Reproduce each record exactly.

__Records provided__:
****************************************

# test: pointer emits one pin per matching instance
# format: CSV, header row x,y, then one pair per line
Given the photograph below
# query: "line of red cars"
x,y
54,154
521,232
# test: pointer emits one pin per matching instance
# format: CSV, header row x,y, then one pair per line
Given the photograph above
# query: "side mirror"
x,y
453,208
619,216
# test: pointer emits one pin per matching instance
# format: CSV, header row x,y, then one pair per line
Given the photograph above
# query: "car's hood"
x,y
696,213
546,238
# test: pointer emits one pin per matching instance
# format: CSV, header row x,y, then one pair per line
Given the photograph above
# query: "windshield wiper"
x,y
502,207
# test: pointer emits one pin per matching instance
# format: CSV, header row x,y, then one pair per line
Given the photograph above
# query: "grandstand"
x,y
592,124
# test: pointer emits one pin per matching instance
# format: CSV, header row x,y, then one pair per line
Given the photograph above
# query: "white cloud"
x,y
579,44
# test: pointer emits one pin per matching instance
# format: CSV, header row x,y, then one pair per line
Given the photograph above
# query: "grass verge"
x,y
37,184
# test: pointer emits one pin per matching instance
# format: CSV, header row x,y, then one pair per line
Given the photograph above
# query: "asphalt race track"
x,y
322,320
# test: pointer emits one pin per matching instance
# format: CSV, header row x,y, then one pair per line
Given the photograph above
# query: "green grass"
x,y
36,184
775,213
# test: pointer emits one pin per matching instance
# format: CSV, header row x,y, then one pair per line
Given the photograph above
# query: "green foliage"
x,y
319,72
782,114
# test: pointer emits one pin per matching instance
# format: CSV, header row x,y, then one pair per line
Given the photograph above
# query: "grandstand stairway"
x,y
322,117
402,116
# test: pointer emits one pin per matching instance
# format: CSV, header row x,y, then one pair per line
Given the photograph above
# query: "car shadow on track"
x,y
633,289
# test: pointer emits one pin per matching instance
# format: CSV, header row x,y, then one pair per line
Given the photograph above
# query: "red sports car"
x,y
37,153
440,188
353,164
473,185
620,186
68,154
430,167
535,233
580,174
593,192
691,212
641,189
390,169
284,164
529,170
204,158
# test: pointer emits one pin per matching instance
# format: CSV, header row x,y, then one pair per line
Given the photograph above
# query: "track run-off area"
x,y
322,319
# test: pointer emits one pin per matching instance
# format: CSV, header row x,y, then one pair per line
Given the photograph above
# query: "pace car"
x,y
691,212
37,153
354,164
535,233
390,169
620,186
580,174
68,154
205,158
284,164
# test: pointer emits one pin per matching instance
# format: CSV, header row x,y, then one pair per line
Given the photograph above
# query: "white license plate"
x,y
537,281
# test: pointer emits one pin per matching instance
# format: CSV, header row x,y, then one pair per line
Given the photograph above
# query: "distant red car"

****************************************

__Final result__:
# test: pointer emits one pin per matching instance
# format: CSV, header row x,y, then one pair per line
Given the photograph below
# query: "line of red cars"
x,y
54,154
521,232
# test: pointer emits one pin per matching instance
# format: CSV, header row x,y, then one pair per line
Given the photograph above
# query: "side mirror"
x,y
453,208
619,216
# test: pointer emits one pin per matching instance
# format: CSV, header row x,y, then one pair per line
Given the photograph above
# query: "car's hood"
x,y
696,213
546,238
# test: pointer emits one pin per matching instance
# format: CSV, header row x,y, then one pair per line
Given the photograph above
# query: "windshield wiper"
x,y
502,207
# test: pointer emits one pin per matching instance
# format: CSV, header row x,y, then one pair per line
Given the photograph above
# query: "grandstand"
x,y
592,124
# test: pointer emits one pin per matching instance
# format: CSV, header row x,y, then one pair per line
Given the photograph above
# query: "white cloud"
x,y
579,44
# test: pointer emits one pin per matching instance
# format: CSV, header row x,y, then one pair per line
Given the photograph above
# query: "grass verge"
x,y
37,184
# test: pointer emits one pin per matching instance
# format: CSV, header row x,y, then one pair per line
Given the photograph above
# query: "asphalt race track"
x,y
322,320
# test: pointer emits one pin per matching instance
# format: CSV, header row x,y, then one pair per line
Given the photograph above
# query: "green grass"
x,y
36,184
775,213
# test: pointer emits one pin per matching instance
# format: CSV, header row x,y, then one pair per line
Given the photograph above
# query: "green foliage"
x,y
319,72
782,114
# test: pointer emits one pin per matching instance
# format: CSV, header row x,y, then one pair per line
Given the photograph above
# query: "grandstand stairway"
x,y
322,117
402,116
# test: pointer emits one pin per matching instance
# format: CSV, header row x,y, then one pair per line
Given the photograph above
# query: "car shadow on track"
x,y
633,289
# test: pointer emits one pin per matching instance
# format: CSV, header row x,y, then one pair per line
Given the photograph above
# query: "red sports car"
x,y
37,153
440,188
353,164
473,185
620,186
68,154
430,167
535,233
580,174
593,192
691,212
641,189
390,169
284,164
529,170
204,158
# test: pointer emits one pin per matching instance
# format: CSV, header row x,y, then one pair per line
Given the photograph above
# query: "track run-off area"
x,y
322,319
# test: pointer emits one pin per matching instance
# format: CSV, header row x,y, then one pair per line
Given the photograph above
# query: "pace car"
x,y
691,212
37,153
354,164
535,233
390,169
620,186
580,174
68,154
205,158
284,164
# test: pointer emits one pin per matching instance
# format: CSV, header row x,y, then one pair per line
Given the photograph above
# query: "white license plate"
x,y
537,281
# test: pointer emits one pin per matching instance
# format: CSV, header row x,y, then one pair per line
Given the photograph above
# query: "distant red car"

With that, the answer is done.